> _PROBLEM_: What is needed is an exact retyping of each entry, pictures excluded.

(Stored data)
★ ★ ★ ★ ★

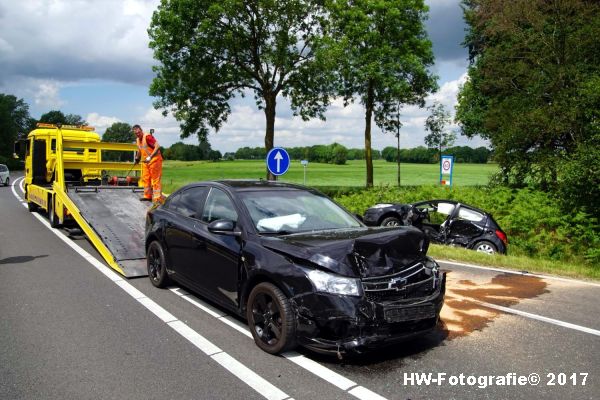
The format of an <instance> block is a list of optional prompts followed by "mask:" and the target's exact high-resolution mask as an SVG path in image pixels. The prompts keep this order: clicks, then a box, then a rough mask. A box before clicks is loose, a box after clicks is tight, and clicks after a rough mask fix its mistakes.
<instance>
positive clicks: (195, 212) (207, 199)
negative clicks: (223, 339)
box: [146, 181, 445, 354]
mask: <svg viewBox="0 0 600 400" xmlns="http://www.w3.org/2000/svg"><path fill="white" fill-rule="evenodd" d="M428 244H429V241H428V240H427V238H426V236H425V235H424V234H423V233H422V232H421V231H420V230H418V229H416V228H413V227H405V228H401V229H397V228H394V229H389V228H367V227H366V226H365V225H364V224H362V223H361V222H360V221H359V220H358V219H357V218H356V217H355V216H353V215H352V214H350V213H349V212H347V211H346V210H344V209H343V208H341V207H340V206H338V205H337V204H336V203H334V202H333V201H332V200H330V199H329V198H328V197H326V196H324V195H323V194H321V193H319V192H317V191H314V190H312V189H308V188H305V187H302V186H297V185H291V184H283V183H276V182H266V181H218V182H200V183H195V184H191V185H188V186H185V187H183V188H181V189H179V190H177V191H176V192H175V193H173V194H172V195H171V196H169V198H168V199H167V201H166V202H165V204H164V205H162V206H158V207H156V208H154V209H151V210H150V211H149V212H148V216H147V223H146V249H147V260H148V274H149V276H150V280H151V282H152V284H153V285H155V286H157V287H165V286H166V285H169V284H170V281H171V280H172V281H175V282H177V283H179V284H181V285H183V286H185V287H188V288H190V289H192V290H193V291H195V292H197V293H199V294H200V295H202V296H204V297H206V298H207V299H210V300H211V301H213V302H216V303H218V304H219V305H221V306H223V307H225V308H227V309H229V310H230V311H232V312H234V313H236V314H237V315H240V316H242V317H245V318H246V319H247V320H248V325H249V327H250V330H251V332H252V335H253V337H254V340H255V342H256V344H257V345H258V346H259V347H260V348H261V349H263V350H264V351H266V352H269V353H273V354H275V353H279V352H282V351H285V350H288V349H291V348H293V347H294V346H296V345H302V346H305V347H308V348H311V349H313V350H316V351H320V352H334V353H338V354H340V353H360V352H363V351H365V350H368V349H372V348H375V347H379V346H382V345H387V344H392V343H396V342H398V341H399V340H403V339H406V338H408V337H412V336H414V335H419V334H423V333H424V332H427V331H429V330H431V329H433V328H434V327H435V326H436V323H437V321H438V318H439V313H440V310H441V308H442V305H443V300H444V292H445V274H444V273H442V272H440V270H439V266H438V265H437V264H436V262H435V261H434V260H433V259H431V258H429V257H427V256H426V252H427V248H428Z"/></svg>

★ ★ ★ ★ ★

> _ANSWER BELOW_:
The format of an <instance> block is a list of optional prompts followed by "mask:" and the target's exact high-resolution mask as an SVG path in image pixels. The prompts keep this order: clicks, then a box, then a rough mask. A box before clicks is loose, a box after clicks is tight, and clicks after a rough mask fix its mistakes.
<instance>
positive clicks: (195, 212) (207, 199)
negative clicks: (223, 339)
box: [146, 181, 445, 354]
mask: <svg viewBox="0 0 600 400" xmlns="http://www.w3.org/2000/svg"><path fill="white" fill-rule="evenodd" d="M428 244H429V241H428V240H427V238H426V236H425V235H424V234H423V233H422V232H421V231H420V230H418V229H416V228H413V227H405V228H401V229H397V228H394V229H389V228H367V227H366V226H365V225H364V224H362V223H361V222H360V221H359V220H358V219H357V218H356V217H355V216H353V215H352V214H350V213H349V212H347V211H346V210H344V209H343V208H341V207H340V206H338V205H337V204H336V203H334V202H333V201H332V200H330V199H329V198H328V197H326V196H324V195H323V194H321V193H319V192H317V191H314V190H312V189H308V188H305V187H302V186H297V185H291V184H283V183H276V182H266V181H218V182H200V183H195V184H191V185H188V186H185V187H183V188H181V189H179V190H177V191H176V192H175V193H173V194H172V195H171V196H169V198H168V199H167V201H166V202H165V204H164V205H162V206H158V207H156V208H154V209H151V210H150V211H149V212H148V216H147V223H146V249H147V260H148V274H149V276H150V280H151V282H152V284H153V285H155V286H157V287H165V286H166V285H169V284H170V281H171V280H172V281H175V282H177V283H179V284H181V285H183V286H185V287H188V288H190V289H192V290H193V291H195V292H197V293H199V294H200V295H202V296H204V297H206V298H207V299H210V300H211V301H213V302H216V303H218V304H219V305H221V306H223V307H225V308H227V309H229V310H230V311H232V312H234V313H236V314H237V315H240V316H242V317H245V318H246V319H247V320H248V325H249V327H250V330H251V332H252V335H253V337H254V340H255V342H256V344H257V345H258V346H259V347H260V348H261V349H263V350H264V351H266V352H269V353H273V354H275V353H279V352H282V351H285V350H288V349H291V348H293V347H294V346H296V345H302V346H305V347H308V348H311V349H313V350H316V351H320V352H334V353H338V354H340V353H360V352H363V351H365V350H368V349H372V348H375V347H379V346H382V345H387V344H392V343H396V342H398V341H399V340H403V339H406V338H408V337H412V336H414V335H419V334H423V333H424V332H427V331H429V330H431V329H433V328H434V327H435V326H436V323H437V321H438V318H439V313H440V310H441V308H442V305H443V300H444V292H445V274H444V273H442V272H440V270H439V266H438V265H437V264H436V262H435V261H434V260H433V259H431V258H429V257H427V256H426V252H427V248H428Z"/></svg>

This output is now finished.